## [Page extract]
┌──
# Sudden Acquired Retinal Degeneration Syndrome (SARDS)



## gizzy's mom (Jun 3, 2008)

Hi Everyone, A few people have requested that I post Gizzy's story here so you can all be informed (as I was not nor did I even know this exsited) Until my poor baby had to suffer. SARDS is a auto immune disease that attacks the eyes. IMR is a auto immune disease that attacks other parts of the body. Gizzy had both. 

And this is what happend. I hope its not to long but I feel and hope its helpful to get the information out, symptoms etc... Back in December of 2006 Gizmo started getting picky about his food. I thought that was all it was and as spoiled as he was I would toss out the can and replace it with something else. Sometimes he would eat it and other times it would sit there until my terrier decided it was his. This went on for about 2 or 3 months on and off. By March of 2007 I heard of the menu foods recall. To my horror Gizzy had been eating the canned food containing the Wheat gluten that was contaminated. 

I took him to the Vet that day ! They ran kidney tests and all kinds of things and at that time there was nothing wrong. They did say he needed a teeth cleaning his gums were slightly infected and maybe that was why he didnt want to eat. Well, I figured I would bring him in soon and get that done as the Vet said it was no rush. And they wanted like $350.00 for the cleaning and it was right after Christmas and well honestly I needed to wait about a month to do it. On and off he was with the food being picky. In April he started vomiting in the mornings at times. 

And seemed some days lethargic but it was getting hot early that year here in Ga. I think this was late April, Mid May I took him back to the Vet telling him something was just not right with him. Again blood tests etc.. and nothing was out of whack. Some days he was his normal playful self and others lazy. Then we noticed he wasnt jumping on my husbands lap at night. He was prefering to sleep under the end table next to his chair or would sit there and stare my husband down until he picked him up. One day in mid to late july he started limping for no reason and was still vomiting in the morning at times. 

So beginning of August 2007 I took him to the vet for another check up, shots etc... it was time for them anyway. The Dr thought maybe he was getting alittle arthritis in his leg. Gave him his shots did some more test and said everything looked fine. I still knew something didnt seem right though. So the Dr said again lets wait on his teeth they arent that bad and we dont need to irritate anything. I had been brushing his teeth and trying to clean them as best as he would allow me. But In October on night it was a Thursday it seemed like he couldnt see his treat ! We tried a few times and it appeared that he was sniffing for it more then seeing where it was. So I took him back to the vet.
└──
[Photo-based referring expression data]
┌──
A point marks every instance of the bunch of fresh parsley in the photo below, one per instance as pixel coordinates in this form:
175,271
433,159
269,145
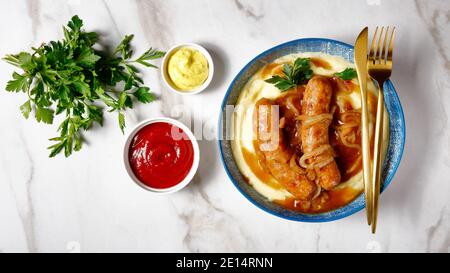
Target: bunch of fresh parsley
300,72
70,77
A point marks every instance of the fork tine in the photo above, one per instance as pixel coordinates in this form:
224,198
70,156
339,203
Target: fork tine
385,49
378,56
372,47
391,45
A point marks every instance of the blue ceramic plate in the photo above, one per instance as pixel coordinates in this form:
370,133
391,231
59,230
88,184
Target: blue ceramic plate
331,47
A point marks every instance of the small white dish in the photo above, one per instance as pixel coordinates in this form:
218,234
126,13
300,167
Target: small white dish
166,78
188,177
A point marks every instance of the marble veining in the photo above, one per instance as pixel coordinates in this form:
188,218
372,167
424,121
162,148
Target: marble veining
87,203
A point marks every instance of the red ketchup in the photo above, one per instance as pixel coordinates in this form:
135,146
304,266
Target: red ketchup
161,155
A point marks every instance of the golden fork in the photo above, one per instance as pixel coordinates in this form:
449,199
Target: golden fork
379,66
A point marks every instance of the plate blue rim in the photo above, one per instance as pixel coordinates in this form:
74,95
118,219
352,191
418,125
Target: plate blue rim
316,218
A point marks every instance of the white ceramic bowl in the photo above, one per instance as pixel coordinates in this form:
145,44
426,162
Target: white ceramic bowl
188,177
168,81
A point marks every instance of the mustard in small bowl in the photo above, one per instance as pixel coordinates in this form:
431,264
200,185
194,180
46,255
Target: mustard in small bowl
187,69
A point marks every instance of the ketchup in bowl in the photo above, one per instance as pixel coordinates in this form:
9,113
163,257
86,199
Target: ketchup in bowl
161,155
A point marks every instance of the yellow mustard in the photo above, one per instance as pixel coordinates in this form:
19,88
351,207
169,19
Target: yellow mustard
188,68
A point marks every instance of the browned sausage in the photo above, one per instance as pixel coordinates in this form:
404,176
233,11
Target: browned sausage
275,155
314,135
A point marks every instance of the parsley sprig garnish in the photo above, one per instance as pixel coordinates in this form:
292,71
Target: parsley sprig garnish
293,74
70,77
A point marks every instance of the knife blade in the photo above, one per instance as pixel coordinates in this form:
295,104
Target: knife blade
360,58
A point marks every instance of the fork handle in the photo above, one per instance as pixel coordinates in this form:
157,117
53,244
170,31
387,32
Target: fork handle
377,160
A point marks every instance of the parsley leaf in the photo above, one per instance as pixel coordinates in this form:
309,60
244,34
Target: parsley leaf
19,83
44,114
347,74
71,77
144,95
26,109
295,74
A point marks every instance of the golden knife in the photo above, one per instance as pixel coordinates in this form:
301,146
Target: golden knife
361,67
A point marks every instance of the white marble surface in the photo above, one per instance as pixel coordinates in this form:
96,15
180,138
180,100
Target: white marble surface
87,203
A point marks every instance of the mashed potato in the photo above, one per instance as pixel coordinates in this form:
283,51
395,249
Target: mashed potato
257,88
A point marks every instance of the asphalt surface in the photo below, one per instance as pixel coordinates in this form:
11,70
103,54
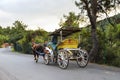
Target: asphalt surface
17,66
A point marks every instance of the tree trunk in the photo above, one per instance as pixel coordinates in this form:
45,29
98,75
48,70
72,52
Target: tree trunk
94,50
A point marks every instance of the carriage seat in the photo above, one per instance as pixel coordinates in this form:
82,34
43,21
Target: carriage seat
68,43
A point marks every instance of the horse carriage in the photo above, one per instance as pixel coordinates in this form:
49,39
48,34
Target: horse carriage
63,49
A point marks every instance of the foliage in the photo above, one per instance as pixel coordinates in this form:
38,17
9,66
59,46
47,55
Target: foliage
92,8
71,20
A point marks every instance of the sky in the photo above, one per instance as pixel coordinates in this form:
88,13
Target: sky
45,14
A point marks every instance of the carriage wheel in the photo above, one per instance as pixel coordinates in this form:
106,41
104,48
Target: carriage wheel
82,58
46,59
63,59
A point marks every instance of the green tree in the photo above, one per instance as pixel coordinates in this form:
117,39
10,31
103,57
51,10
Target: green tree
71,20
92,8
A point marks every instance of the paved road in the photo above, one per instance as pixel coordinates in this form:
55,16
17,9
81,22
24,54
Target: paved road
15,66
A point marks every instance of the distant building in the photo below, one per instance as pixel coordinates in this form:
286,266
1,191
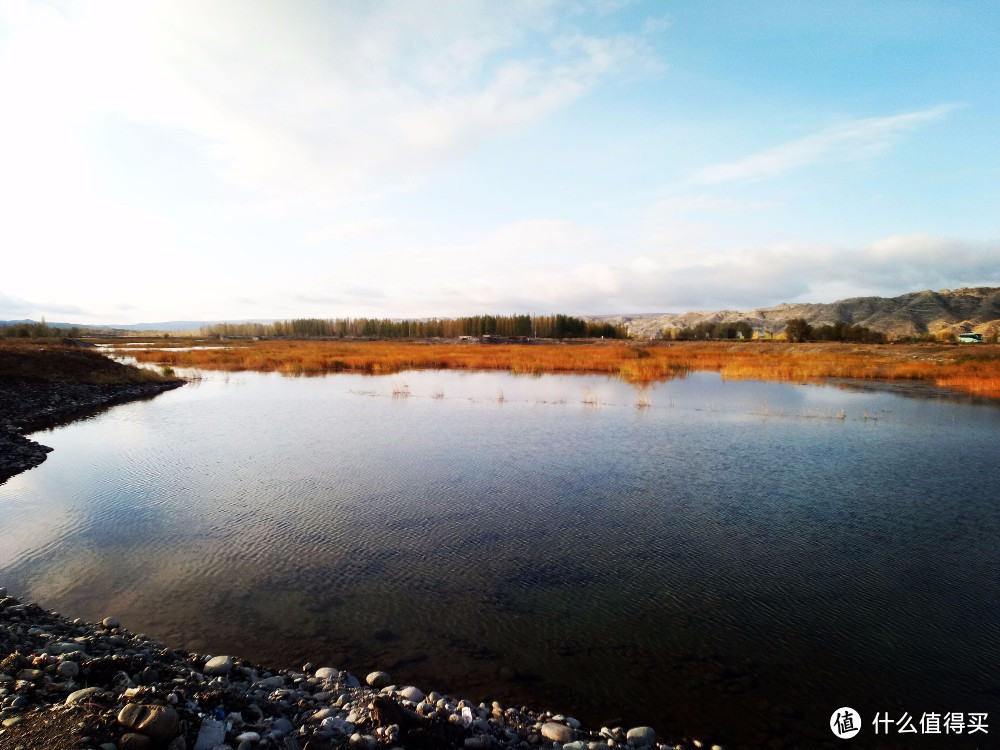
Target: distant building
970,338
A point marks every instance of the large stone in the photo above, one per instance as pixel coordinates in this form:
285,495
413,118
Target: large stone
211,733
159,723
378,679
218,665
412,694
78,696
554,732
640,736
134,741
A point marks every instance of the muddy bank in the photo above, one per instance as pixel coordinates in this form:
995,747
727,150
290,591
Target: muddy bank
27,406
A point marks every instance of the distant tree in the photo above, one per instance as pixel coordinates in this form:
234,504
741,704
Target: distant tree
798,329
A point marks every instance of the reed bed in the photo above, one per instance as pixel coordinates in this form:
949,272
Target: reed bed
959,368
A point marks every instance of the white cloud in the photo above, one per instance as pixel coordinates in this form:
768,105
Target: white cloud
350,229
302,102
847,141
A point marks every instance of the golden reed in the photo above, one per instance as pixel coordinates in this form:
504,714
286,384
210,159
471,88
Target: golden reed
973,369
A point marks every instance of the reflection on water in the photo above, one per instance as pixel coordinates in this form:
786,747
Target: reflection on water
740,557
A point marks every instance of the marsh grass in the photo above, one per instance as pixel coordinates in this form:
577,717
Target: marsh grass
946,366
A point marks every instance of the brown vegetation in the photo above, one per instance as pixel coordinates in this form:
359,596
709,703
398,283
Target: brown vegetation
970,369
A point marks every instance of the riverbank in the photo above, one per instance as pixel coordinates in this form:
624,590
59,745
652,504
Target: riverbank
968,369
44,385
69,683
└──
## [Exercise requirements]
A: In the SARDS thread, how much did the vet want to charge for the teeth cleaning?
B: Translate this sentence from the SARDS thread into Spanish: "Some days he was his normal playful self and others lazy."
C: From the SARDS thread, quote the passage starting at "Hi Everyone, A" and ending at "Gizzy had both.".

## [Answers provided]
A: $350.00

B: Algunos días se mostraba tan juguetón como siempre y otros, perezoso.

C:
Hi Everyone, A few people have requested that I post Gizzy's story here so you can all be informed (as I was not nor did I even know this exsited) Until my poor baby had to suffer. SARDS is a auto immune disease that attacks the eyes. IMR is a auto immune disease that attacks other parts of the body. Gizzy had both.